● WHAT IS EXPECTED
Write each line of the entries below as one string in a JSON list, skipping any blank lines.

====

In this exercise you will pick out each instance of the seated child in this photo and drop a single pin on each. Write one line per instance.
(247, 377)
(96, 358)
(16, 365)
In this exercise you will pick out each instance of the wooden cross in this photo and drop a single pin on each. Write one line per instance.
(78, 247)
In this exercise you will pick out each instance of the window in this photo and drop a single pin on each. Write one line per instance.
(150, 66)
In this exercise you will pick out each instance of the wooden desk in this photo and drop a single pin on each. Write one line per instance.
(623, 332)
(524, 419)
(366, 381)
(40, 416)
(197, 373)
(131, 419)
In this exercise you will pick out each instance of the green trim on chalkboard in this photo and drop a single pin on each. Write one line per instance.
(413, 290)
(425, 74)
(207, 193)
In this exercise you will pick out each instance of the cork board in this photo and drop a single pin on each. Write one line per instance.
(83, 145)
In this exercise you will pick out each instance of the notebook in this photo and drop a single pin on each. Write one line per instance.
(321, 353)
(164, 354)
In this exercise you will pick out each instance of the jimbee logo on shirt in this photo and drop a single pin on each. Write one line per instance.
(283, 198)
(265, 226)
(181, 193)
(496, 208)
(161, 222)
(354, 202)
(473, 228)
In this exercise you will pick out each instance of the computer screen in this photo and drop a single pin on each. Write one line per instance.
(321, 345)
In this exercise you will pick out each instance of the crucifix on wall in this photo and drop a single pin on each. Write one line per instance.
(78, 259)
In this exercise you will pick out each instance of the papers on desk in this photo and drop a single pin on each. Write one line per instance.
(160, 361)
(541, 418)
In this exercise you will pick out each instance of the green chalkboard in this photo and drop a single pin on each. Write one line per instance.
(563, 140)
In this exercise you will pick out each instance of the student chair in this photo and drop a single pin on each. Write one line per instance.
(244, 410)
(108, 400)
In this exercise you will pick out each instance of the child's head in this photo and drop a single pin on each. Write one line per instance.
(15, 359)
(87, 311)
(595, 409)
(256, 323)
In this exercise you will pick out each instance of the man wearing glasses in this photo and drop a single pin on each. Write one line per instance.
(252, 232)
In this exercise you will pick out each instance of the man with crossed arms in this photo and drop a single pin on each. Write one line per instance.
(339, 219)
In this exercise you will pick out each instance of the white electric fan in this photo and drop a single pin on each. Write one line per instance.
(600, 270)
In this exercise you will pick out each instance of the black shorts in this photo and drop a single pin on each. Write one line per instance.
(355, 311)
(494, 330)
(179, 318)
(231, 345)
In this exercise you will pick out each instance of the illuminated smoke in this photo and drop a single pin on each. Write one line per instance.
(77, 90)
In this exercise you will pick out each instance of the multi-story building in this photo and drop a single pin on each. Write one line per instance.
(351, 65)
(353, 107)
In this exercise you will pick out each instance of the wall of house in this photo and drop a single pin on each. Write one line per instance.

====

● RESULT OF THE EXERCISE
[
  "In this exercise you will pick out each instance of the seated child in this photo and drop a single pin on each. Write one line per instance.",
  "(247, 377)",
  "(96, 358)",
  "(16, 365)",
  "In this exercise you will pick out each instance of the wooden cross in this photo and drop a single pin on each. Write one line per instance.",
  "(78, 247)",
  "In this exercise you will pick out each instance of the window in this photo and drop a single pin on each. Write one line per instance.",
  "(150, 66)",
  "In this exercise you will pick out each instance of the wooden desk in this photo and drop a single pin on each. Write one line per instance.",
  "(623, 332)",
  "(524, 419)",
  "(366, 381)",
  "(40, 416)",
  "(197, 373)",
  "(131, 419)",
  "In this exercise you will pick out each instance of the green trim on chalkboard in this photo and drop a single pin on each. Write one line per instance.",
  "(413, 290)",
  "(425, 74)",
  "(207, 193)",
  "In this exercise you will pick out each instance of the cork board in this photo and drop a single pin on each. Write one line per instance.",
  "(83, 145)",
  "In this exercise you will pick out each instance of the notebook in this photo and drop a single pin on each. Write one line per instance.",
  "(321, 353)",
  "(164, 354)",
  "In this exercise you will pick out each instance of the jimbee logo on shirt in this photo and drop a single pin on each. Write one line per instance.",
  "(283, 198)",
  "(265, 226)",
  "(181, 193)",
  "(496, 208)",
  "(161, 222)",
  "(354, 202)",
  "(473, 228)",
  "In this exercise you will pick out each instance of the computer screen in this photo and drop a single pin on each. Write one line per instance.",
  "(321, 345)",
  "In this exercise you will pick out each instance of the crucifix on wall in this photo and drop a single pin on each. Write one line per instance.",
  "(78, 259)",
  "In this exercise you will pick out each instance of the papers on desk in this photo and drop a single pin on each. Write one line per instance.",
  "(160, 361)",
  "(541, 418)",
  "In this exercise you will pick out each instance of the green chalkboard in this photo and drop a single pin on each. Write one line per instance.",
  "(563, 140)",
  "In this exercise you will pick out each instance of the student chair in this photo and drop a single pin on each. Write one line per instance.",
  "(244, 410)",
  "(108, 400)",
  "In this exercise you will pick out each instance of the child's head in this photo and drop a single pin on each. Write one line per instance.",
  "(15, 359)",
  "(87, 311)",
  "(595, 409)",
  "(256, 323)",
  "In this exercise you will pick out each instance of the man wearing glasses in this photo and drop a single pin on each. Write one line per instance.",
  "(252, 232)",
  "In this exercise you will pick out each instance of the man with crossed arms in this photo and drop a single pin on each. Write one line per instance.",
  "(339, 219)",
  "In this exercise you will pick out each instance of the white electric fan in this photo and drop a single pin on each. Write one line per instance.",
  "(600, 270)",
  "In this exercise you will pick out each instance of the black shorts in this photo and drop a single pin on each. Write one line per instance.",
  "(355, 311)",
  "(494, 330)",
  "(179, 318)",
  "(231, 345)",
  "In this exercise you will pick out each instance of the illuminated smoke in this photo and drop a single pin on each. Write one line per instance.",
  "(77, 90)",
  "In this exercise you will pick out each instance of the multi-story building in this photo and drop a single pin on each. Write one line per instance.",
  "(351, 65)",
  "(353, 107)",
  "In this exercise you will pick out each instance of the wall of house in this photo and drop a single pin on each. Write one line per instance."
]